## DATASET ENTRIES:

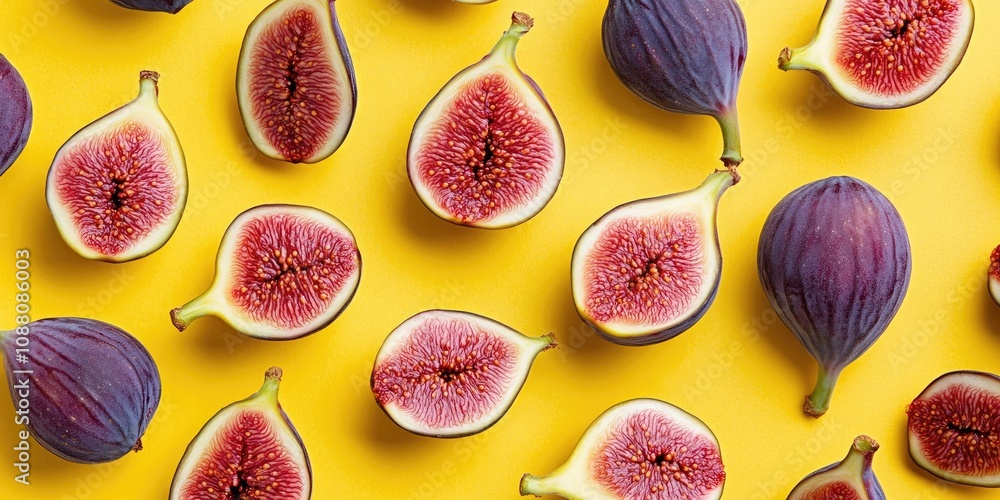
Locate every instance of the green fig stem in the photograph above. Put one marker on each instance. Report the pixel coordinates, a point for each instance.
(147, 84)
(818, 402)
(732, 155)
(540, 486)
(520, 25)
(182, 316)
(269, 391)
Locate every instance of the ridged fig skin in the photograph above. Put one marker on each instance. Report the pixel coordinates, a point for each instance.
(684, 56)
(15, 114)
(834, 261)
(169, 6)
(93, 387)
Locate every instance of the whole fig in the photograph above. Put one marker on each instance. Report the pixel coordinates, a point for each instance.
(91, 388)
(834, 260)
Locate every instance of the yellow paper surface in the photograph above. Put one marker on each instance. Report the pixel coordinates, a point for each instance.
(738, 369)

## EXERCISE:
Copy exactly. Start at the line containing "Locate every instance of the yellow" and continue through the last line of the records.

## RESULT:
Locate every instance of the yellow paper surface in the photograph above. Put one marker on each instance. Report the pixel coordinates, a point for each instance.
(738, 369)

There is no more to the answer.